- TEXT SHOWN:

§ §

Interview: Teri Tynes of Walking Off The Big Apple

walking is good for the soul

At first glance, Walking Off The Big Apple seems like a diary of one woman’s strolls on and off Manhattan. WOTBA, as Teri Tynes refers to it, is a curated account of her New York experiences on foot. But a closer look reveals her work is less about the walking and more about the vast history of our city, not to mention her knack for writing passionately about art, architecture and nearly everything that makes us love this place.

A quick visit to her five-year-old, Webby-honored site will have you lacing up your shoes to hit the pavement. Here are Teri’s suggestion for where to stretch our legs:

oM: What’s your favorite thing about Spring time in New York?
TT: Andy Warhol said, “My favorite smell is the first smell of spring in New York.” I like that, but my favorite part, I suppose, is you can feel the lightness of people when they’re outside in New York. It’s an almost palpable sense that the weight of winter is over and there is a kind of spring lightness and cheeriness to people’s steps.

oM: What do you bring with you when you walk?
TT: I always bring water, my credit card and my metro ticket. I also bring my cellphone. I take almost all my pictures for my blog with an iPhone. I’m updating the tradition of late 19th century France of the flâneur, the person who strolls and observes the world but in my updated version, I blog and I use a cellphone. In the spring time, I bring a sketch book. I will bring a little brush and a little water color set and some pencils. I keep a nature journal so when I’m near spring plants and budding trees, I can draw them. I love having that version of my experiences so I can have an offline account of some of my walks along with the online account.

oM: Do you have any gardens or parks that you visit this time of year?

§ §

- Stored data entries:
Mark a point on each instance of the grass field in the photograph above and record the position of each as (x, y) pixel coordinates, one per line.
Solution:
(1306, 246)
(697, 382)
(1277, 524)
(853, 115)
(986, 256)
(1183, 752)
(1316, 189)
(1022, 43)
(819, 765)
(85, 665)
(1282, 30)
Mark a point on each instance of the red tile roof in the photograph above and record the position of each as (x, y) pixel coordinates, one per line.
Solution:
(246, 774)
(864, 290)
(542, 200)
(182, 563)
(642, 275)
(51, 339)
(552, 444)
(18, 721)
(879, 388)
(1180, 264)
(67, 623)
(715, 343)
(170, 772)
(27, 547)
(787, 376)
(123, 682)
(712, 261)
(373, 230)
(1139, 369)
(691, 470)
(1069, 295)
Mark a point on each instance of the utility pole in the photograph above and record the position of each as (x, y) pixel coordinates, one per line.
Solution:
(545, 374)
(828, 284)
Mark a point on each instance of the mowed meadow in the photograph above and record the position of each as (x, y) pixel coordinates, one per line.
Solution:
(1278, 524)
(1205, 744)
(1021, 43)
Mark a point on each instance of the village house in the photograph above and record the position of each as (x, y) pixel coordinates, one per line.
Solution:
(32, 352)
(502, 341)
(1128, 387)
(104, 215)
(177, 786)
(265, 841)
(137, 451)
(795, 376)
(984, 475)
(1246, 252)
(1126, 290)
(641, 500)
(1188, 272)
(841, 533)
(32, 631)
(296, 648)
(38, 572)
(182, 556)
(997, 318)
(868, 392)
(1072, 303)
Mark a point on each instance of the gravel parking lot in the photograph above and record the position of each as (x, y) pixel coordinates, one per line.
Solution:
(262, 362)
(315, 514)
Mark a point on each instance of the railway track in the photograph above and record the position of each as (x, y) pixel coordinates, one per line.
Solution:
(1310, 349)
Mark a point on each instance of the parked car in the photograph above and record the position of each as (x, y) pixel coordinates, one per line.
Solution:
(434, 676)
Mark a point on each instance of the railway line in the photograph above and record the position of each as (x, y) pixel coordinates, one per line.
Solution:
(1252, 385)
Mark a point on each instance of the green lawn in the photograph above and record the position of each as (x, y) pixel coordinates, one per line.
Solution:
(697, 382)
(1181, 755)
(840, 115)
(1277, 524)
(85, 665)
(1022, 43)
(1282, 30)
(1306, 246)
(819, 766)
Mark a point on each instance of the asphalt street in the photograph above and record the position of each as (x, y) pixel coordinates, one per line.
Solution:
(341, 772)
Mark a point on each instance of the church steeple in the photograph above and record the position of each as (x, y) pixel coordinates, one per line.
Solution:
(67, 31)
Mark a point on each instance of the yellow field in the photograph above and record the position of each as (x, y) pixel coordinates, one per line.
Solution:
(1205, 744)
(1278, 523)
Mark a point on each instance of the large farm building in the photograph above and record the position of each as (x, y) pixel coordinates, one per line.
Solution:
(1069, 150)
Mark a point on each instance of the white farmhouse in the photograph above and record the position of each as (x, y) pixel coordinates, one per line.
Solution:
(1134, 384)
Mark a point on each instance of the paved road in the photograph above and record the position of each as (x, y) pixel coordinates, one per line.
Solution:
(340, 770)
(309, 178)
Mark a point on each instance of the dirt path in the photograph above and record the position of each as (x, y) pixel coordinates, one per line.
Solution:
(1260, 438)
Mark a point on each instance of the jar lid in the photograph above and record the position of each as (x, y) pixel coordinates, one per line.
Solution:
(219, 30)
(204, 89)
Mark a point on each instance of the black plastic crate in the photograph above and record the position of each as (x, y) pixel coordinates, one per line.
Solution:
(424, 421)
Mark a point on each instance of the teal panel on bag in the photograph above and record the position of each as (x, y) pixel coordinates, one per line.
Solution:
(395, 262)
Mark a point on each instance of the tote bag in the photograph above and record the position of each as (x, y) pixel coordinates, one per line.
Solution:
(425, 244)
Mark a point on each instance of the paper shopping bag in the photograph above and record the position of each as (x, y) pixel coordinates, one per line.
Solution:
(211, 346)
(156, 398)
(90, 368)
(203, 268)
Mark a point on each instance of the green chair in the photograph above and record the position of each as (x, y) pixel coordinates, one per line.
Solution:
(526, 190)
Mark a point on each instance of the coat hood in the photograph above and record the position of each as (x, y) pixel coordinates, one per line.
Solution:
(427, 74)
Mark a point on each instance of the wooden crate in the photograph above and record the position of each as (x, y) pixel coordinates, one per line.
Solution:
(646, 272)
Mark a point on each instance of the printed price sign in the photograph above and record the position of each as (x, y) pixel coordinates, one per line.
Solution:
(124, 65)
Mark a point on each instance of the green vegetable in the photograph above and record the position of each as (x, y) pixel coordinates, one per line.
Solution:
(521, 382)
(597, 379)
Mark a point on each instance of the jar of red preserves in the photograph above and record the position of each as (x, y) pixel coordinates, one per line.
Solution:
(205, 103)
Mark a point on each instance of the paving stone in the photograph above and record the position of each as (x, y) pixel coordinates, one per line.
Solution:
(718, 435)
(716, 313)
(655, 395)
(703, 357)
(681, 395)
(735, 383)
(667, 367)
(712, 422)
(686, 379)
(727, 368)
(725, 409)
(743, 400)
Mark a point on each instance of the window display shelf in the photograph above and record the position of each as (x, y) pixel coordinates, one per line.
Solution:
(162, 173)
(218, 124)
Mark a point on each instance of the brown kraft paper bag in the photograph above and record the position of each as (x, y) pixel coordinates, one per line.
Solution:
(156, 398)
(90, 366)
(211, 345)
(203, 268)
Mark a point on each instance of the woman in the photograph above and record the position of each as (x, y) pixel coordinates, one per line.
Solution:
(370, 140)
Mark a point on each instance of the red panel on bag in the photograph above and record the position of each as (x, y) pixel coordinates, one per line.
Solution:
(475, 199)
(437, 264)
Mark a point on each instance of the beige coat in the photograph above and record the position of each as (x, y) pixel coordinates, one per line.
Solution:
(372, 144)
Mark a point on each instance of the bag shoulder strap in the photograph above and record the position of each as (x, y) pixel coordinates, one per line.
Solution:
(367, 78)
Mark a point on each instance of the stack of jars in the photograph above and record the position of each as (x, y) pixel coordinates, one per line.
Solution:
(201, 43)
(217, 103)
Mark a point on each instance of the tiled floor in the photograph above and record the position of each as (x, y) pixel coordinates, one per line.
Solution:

§ §

- WHAT YOU WILL DO:
1. In the interview with Teri Tynes, what device does she use to take almost all the pictures for her blog?
2. Please carry the interview with Teri Tynes forward, starting with her reply to the last question shown.
The material is separate from the interview with Teri Tynes.

- ANSWERS BELOW:
1. An iPhone.

2.
TT: The Woodlawn Cemetery in the Bronx has a very rich garden life; the trees are beautiful and there are different types of shrubs and flowering plants. It’s kind of a wonder of nature with Beaux Arts crypts and mausoleums of famous new yorkers. It is a nice combination of being outside and beautiful architecture and it’s a quiet place where you have a sense of being in a small city. You can wander and see the hills and near the walls and the gates and you can find spring cropping up. Also back in the hay day of the Harlem renaissance, many of the jazz greats made a pact amongst themselves that they would like to be buried together and be together eternally – so you have the likes of Miles Davis and Lionel Hampton, Duke Ellington, Max Roach. It’s fantastic.

oM: Any favorite spring walking getaways outside the city?
TT: I’ve got two really good ones. I went to Dia: Beacon and thought that was fabulous.  I was surprised by how easy it was to get there. The trip is great because it’s via Grand Central, and Metro North has one-day getaway specials where you can get discounted train travel round trip plus museum admission for a total of $31.50. The train trip lasts about an hour and twenty minutes and it’s beautiful because the train winds north along the Hudson River. After a very short half mile walk up the hill to the museum, you’re first presented with some very beautiful landscaped gardens all along the west side of Dia. You have the spectacular artwork inside with the natural light that beams in from the skylight, plus these flowering trees in bloom.

The other one is go to Hudson, New York and just outside Hudson is Olana; it’s the Persian style home of one of the great Hudson River Valley School Painters, Frederick Church. It is a must see. It is an extraordinary, unusual style of home that he designed and it sits south of the town on a tall hill overlooking the river. It is a really great day trip.

oM: Where do you go to get off Manhattan?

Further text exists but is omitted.